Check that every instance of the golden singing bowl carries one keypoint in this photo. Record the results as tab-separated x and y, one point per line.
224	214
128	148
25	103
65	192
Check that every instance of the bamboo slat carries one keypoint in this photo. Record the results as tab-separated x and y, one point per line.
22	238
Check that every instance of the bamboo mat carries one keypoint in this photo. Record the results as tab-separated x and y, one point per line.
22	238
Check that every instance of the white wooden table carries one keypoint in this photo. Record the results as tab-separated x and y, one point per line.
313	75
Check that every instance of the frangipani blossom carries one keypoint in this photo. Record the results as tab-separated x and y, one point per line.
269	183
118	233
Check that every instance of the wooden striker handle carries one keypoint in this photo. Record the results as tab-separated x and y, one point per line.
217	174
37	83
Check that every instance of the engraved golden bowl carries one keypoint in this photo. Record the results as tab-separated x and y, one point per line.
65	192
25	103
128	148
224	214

:::::

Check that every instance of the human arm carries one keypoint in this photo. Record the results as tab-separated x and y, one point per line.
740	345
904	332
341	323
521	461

:::::

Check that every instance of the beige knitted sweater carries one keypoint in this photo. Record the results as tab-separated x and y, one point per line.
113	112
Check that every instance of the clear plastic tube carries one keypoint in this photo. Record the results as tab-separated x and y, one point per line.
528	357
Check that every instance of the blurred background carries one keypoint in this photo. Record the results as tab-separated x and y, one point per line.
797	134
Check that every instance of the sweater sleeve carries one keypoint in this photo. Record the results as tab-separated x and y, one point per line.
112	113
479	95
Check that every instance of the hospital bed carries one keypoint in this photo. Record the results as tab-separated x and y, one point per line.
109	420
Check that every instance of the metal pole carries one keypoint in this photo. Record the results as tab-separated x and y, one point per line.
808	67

:::::

### Written exercise
Pick out every line in the records above that contains the word "bamboo", and copy each of those lines in full.

### Full response
Check that every instance of the bamboo slat carries one keypoint in this photo. Record the results as tab-separated x and y, one point per line.
Check that every instance of the bamboo mat carries one keypoint in this photo. Record the results as tab-separated x and y, one point per line.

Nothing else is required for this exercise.